===== Material for this task

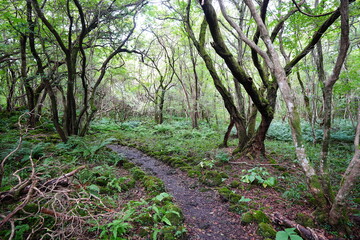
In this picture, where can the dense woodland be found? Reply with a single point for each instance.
(256, 101)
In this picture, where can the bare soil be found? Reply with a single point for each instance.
(206, 216)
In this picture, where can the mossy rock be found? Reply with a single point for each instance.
(174, 214)
(211, 178)
(106, 190)
(128, 165)
(168, 233)
(144, 232)
(128, 185)
(320, 216)
(247, 217)
(101, 181)
(31, 208)
(137, 173)
(145, 219)
(238, 208)
(260, 217)
(224, 175)
(120, 162)
(234, 184)
(153, 185)
(305, 220)
(356, 200)
(228, 195)
(166, 159)
(266, 230)
(185, 168)
(194, 173)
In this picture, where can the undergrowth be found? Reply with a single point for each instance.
(102, 200)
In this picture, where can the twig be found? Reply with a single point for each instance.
(261, 164)
(305, 232)
(63, 216)
(28, 196)
(12, 234)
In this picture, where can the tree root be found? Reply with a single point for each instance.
(305, 232)
(24, 187)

==========

• What to do:
Which lines run from the one containing "In this picture, where can the twig" through the end of the material? Output exactly those lines and no others.

• Written reply:
In this picture, where can the twig be found? Reply with a single point for each instance.
(261, 164)
(305, 232)
(63, 216)
(28, 196)
(12, 234)
In this picture, where can the tree root be found? Reply with a single point for each instance.
(305, 232)
(24, 187)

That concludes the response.